##### PAGE TEXT
Some examples of physical relationship pointers are physical child first (PCF), physical child last (PCL), physical twin forward (PTF), physical twin backward (PTB), and physical parent (PP). A PP relationship pointer points from a child segment back to a parent segment. In the illustrated embodiment, a physical parent (PP) pointer 30 points from c₁ to b₂, indicating that segment b₂ is the parent segment of child segment c₁. Also, a PP pointer 34 points from c₂ to b₂, indicating that segment b₂ is the parent of child segment c₂.
##########
▶ [SHORT EXERCISE]: Summarize the text on physical relationship pointers in two sentences. The entries that follow have no connection to the text above.
##### LISTED RECORDS
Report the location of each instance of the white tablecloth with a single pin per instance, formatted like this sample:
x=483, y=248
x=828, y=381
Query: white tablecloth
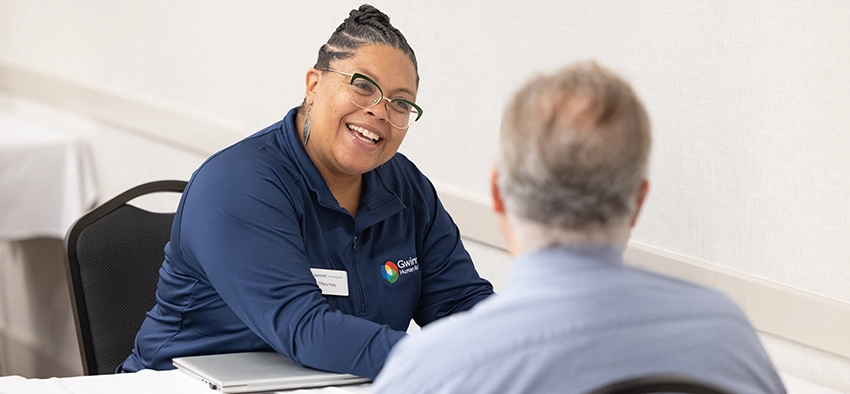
x=47, y=178
x=143, y=382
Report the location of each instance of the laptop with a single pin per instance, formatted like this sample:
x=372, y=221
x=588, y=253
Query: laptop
x=258, y=371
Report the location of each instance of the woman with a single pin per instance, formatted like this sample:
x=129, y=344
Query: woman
x=314, y=237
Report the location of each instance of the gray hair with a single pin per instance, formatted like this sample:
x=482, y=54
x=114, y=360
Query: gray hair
x=574, y=149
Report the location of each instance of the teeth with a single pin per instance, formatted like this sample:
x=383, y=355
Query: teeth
x=366, y=133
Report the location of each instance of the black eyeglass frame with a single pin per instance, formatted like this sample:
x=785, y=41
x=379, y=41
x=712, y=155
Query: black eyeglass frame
x=355, y=76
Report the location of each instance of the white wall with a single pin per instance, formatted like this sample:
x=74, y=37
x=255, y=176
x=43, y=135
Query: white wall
x=748, y=98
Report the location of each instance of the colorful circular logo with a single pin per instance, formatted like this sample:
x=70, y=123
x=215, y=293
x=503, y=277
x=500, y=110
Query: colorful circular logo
x=390, y=272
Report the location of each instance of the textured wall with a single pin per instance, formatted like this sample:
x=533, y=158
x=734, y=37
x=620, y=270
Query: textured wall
x=748, y=98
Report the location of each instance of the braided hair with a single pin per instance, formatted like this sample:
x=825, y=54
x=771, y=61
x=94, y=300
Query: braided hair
x=364, y=26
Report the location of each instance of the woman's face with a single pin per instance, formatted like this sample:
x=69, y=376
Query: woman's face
x=342, y=135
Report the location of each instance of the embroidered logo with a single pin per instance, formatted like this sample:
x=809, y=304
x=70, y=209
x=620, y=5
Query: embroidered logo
x=390, y=272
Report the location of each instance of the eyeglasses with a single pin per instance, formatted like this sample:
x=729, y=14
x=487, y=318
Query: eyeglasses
x=365, y=93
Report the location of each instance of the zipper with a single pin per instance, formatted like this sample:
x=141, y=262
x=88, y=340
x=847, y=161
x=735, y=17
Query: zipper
x=356, y=281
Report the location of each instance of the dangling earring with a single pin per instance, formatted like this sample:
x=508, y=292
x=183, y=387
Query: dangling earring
x=307, y=126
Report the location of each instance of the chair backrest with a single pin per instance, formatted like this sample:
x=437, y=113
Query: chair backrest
x=659, y=384
x=113, y=255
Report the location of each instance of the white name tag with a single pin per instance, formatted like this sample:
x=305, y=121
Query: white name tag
x=332, y=282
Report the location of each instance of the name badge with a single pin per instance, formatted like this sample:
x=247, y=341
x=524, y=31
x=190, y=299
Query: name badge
x=332, y=282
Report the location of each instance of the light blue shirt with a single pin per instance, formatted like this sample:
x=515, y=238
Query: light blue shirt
x=573, y=319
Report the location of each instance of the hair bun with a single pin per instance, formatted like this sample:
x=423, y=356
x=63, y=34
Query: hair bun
x=369, y=15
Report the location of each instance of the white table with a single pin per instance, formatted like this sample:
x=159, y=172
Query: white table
x=47, y=181
x=176, y=382
x=47, y=178
x=143, y=382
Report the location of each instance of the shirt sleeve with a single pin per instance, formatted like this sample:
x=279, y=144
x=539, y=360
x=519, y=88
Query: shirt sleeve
x=240, y=227
x=450, y=282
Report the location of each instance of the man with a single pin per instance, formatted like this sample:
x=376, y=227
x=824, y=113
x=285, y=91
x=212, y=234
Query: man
x=568, y=185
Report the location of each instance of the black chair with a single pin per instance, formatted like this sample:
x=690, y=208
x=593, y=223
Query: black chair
x=113, y=255
x=659, y=384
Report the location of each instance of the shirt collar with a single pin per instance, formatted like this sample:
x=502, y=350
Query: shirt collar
x=561, y=261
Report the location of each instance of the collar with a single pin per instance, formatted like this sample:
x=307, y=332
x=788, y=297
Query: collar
x=562, y=261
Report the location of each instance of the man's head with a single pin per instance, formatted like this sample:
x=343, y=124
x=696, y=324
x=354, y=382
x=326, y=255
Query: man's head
x=573, y=158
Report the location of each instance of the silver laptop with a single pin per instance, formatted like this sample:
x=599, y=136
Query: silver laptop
x=258, y=371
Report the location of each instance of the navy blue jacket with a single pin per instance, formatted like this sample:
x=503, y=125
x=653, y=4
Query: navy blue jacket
x=257, y=216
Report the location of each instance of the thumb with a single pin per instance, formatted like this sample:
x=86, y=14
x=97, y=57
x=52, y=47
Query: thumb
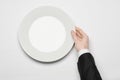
x=74, y=35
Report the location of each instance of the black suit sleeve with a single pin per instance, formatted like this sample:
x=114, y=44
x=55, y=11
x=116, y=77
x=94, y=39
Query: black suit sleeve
x=87, y=68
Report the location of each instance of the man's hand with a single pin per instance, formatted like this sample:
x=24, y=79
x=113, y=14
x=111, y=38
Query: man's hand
x=80, y=39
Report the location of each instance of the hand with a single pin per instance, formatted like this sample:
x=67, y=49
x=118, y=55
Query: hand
x=80, y=39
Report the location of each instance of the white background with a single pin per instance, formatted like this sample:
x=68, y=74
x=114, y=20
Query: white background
x=100, y=19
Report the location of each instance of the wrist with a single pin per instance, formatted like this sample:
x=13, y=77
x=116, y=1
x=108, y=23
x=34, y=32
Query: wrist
x=82, y=51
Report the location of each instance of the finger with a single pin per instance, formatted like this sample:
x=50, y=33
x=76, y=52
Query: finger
x=79, y=35
x=74, y=35
x=80, y=31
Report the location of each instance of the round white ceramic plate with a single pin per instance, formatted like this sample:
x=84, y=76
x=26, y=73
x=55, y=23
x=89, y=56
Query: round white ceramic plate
x=24, y=36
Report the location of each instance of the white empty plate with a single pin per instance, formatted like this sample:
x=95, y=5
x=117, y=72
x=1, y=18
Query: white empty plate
x=45, y=34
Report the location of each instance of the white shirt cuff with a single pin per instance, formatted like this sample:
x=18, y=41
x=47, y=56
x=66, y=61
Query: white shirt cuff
x=82, y=51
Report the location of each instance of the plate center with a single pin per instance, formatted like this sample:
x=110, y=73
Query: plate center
x=47, y=34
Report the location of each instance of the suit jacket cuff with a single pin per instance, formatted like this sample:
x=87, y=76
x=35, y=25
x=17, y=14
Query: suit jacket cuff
x=82, y=51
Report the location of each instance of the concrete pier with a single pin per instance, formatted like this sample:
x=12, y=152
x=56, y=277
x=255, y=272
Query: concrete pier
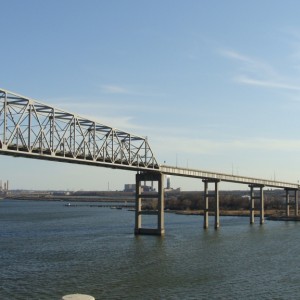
x=260, y=197
x=139, y=229
x=288, y=202
x=215, y=195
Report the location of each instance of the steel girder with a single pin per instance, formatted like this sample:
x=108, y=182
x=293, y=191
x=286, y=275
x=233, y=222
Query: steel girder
x=30, y=128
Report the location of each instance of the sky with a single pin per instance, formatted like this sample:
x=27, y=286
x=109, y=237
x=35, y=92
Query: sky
x=214, y=85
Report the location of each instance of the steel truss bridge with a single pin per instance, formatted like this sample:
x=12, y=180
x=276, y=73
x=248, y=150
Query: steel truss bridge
x=32, y=129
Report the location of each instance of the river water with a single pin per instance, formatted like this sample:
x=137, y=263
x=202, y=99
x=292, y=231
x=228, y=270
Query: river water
x=48, y=250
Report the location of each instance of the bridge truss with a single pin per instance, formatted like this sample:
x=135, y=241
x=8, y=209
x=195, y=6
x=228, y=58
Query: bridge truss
x=30, y=128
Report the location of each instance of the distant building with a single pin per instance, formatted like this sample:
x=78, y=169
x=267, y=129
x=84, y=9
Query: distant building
x=130, y=188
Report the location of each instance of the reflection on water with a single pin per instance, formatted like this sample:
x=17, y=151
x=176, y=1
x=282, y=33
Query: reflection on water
x=48, y=250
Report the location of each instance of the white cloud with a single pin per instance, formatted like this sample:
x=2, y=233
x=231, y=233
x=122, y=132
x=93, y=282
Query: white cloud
x=255, y=72
x=265, y=83
x=115, y=89
x=213, y=147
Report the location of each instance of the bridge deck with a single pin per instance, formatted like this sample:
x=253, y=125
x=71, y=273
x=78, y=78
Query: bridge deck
x=169, y=170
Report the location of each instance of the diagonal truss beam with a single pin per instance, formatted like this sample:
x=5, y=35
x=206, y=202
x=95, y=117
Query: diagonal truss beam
x=30, y=128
##########
▶ [FULL OUTPUT]: Physical relationship pointers include physical child first (PCF), physical child last (PCL), physical twin forward (PTF), physical twin backward (PTB), and physical parent (PP), with a PP pointer pointing from a child segment back to a parent segment. In the illustrated embodiment, PP pointer 30 points from c₁ to b₂ and PP pointer 34 points from c₂ to b₂, indicating that segment b₂ is the parent of both child segments.